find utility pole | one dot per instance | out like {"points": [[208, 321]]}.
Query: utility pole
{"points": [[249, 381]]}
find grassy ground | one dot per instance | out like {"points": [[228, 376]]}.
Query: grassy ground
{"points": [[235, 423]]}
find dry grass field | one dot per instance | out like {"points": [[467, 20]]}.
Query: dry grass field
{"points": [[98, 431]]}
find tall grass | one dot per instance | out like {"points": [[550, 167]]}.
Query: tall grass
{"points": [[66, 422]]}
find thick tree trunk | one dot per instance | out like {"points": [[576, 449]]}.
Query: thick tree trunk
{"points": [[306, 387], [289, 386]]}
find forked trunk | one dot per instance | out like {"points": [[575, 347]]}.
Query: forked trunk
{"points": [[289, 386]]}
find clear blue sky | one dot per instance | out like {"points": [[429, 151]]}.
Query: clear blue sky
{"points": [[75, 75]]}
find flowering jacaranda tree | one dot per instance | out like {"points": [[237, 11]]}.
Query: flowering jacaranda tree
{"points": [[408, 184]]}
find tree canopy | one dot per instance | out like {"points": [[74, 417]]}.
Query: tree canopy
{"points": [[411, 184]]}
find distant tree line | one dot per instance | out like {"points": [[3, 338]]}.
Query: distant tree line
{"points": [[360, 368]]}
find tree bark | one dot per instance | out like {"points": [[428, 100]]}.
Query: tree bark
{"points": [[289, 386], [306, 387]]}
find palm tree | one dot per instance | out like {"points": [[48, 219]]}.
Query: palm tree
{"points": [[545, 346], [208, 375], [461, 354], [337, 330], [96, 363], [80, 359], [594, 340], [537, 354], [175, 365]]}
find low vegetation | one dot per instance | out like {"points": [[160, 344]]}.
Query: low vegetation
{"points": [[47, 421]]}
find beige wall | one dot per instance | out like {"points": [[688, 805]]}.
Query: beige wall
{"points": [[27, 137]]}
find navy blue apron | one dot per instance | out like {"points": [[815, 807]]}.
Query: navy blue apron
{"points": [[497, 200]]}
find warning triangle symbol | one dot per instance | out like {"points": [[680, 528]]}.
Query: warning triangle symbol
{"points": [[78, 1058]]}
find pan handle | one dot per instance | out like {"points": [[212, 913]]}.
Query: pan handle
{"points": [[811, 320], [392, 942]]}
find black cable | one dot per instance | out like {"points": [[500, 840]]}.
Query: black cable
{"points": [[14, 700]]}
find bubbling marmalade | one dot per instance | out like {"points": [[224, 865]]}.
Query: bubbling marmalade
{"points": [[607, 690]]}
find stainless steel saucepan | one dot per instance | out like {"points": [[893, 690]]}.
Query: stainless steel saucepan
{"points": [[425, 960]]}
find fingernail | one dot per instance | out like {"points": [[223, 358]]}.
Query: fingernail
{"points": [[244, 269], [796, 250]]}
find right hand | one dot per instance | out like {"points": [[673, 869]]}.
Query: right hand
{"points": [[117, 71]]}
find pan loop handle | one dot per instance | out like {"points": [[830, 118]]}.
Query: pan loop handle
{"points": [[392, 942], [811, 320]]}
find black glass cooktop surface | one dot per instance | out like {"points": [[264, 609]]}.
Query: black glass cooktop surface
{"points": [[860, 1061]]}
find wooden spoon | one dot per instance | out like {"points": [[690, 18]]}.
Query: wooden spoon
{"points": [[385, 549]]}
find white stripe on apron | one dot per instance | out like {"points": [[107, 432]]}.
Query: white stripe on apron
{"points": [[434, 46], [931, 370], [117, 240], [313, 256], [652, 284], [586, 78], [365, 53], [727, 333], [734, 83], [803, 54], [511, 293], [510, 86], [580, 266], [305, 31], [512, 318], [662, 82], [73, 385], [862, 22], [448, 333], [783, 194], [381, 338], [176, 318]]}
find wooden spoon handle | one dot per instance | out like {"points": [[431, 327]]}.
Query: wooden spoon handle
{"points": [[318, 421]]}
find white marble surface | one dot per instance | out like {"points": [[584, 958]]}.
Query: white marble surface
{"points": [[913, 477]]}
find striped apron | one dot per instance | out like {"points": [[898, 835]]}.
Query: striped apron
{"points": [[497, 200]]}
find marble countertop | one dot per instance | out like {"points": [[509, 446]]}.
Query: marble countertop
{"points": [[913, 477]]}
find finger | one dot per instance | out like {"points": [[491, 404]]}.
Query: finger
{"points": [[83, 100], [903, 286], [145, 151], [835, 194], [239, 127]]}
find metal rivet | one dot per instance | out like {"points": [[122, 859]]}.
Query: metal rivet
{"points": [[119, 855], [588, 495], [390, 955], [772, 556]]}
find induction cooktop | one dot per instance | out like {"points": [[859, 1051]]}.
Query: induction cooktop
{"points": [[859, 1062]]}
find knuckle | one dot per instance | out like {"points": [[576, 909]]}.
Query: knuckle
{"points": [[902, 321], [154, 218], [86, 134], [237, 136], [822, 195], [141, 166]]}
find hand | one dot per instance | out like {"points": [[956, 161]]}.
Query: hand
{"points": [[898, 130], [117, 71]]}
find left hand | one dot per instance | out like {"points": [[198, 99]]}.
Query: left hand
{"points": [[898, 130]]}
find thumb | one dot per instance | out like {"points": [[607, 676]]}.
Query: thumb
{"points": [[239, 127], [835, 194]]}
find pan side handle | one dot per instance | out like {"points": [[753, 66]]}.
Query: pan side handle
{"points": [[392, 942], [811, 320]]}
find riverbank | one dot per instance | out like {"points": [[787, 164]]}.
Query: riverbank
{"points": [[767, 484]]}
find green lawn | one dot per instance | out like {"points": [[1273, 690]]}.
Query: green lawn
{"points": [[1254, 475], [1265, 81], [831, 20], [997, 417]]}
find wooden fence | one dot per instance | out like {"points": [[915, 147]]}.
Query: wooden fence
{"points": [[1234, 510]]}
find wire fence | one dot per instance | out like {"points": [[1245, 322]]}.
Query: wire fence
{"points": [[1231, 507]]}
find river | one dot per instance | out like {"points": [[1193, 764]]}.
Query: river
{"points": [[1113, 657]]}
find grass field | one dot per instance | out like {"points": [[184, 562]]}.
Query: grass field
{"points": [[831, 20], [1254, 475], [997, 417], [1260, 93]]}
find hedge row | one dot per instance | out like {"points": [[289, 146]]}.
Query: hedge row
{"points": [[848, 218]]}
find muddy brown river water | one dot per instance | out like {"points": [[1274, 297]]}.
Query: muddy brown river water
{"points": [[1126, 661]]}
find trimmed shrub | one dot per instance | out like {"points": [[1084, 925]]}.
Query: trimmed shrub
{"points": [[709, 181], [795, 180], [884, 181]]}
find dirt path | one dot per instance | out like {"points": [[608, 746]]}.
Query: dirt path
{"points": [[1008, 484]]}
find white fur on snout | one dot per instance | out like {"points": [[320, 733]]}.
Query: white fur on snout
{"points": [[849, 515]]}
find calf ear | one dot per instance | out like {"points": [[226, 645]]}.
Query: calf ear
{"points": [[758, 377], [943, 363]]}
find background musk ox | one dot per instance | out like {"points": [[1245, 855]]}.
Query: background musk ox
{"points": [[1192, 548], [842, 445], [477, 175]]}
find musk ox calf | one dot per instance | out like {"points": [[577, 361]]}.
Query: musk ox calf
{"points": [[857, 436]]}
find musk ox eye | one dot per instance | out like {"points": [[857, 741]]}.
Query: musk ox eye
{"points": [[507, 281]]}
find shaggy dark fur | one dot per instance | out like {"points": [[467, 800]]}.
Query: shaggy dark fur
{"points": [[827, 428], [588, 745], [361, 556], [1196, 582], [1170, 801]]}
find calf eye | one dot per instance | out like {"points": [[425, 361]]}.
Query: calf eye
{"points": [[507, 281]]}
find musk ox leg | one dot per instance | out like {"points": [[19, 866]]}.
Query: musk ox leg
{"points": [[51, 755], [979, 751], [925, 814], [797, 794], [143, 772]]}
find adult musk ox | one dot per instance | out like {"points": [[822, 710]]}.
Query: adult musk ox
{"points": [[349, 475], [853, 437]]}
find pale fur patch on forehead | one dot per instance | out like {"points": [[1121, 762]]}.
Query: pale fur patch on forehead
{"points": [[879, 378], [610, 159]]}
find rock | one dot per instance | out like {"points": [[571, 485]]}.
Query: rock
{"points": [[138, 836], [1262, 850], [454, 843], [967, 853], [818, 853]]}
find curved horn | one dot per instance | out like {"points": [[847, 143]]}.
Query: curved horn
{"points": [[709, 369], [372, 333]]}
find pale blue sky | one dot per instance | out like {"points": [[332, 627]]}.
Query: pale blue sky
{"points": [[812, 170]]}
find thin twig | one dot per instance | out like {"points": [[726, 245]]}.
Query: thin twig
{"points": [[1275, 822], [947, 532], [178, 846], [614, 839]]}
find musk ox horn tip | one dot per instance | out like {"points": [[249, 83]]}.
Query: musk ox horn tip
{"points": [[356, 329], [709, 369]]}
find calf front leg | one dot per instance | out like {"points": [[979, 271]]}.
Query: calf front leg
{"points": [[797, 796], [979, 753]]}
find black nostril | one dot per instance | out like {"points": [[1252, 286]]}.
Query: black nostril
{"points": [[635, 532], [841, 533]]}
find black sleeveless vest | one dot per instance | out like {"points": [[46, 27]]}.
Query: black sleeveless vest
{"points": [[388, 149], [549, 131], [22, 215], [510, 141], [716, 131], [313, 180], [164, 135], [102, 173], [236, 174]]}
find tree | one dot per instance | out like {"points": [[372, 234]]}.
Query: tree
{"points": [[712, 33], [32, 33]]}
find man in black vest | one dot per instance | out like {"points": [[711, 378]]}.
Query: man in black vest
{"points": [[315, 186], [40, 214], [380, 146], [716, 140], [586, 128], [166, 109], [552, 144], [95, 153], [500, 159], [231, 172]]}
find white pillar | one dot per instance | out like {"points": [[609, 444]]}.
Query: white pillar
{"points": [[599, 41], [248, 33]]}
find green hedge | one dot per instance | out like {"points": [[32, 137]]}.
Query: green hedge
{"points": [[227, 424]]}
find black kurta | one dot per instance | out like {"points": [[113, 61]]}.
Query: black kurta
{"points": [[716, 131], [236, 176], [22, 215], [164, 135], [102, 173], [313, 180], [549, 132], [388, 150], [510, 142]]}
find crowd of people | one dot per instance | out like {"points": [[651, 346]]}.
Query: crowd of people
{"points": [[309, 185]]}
-=-=-=-=-
EXERCISE REQUIREMENTS
Using the data above, extract exactly the lines from the one that holds "find white marble" to the one that holds "find striped apron", both ends included, and no others.

TASK RESULT
find white marble surface | one dot per instance | out like {"points": [[584, 958]]}.
Query: white marble surface
{"points": [[913, 477]]}
find striped apron | one dot per instance | out like {"points": [[898, 835]]}.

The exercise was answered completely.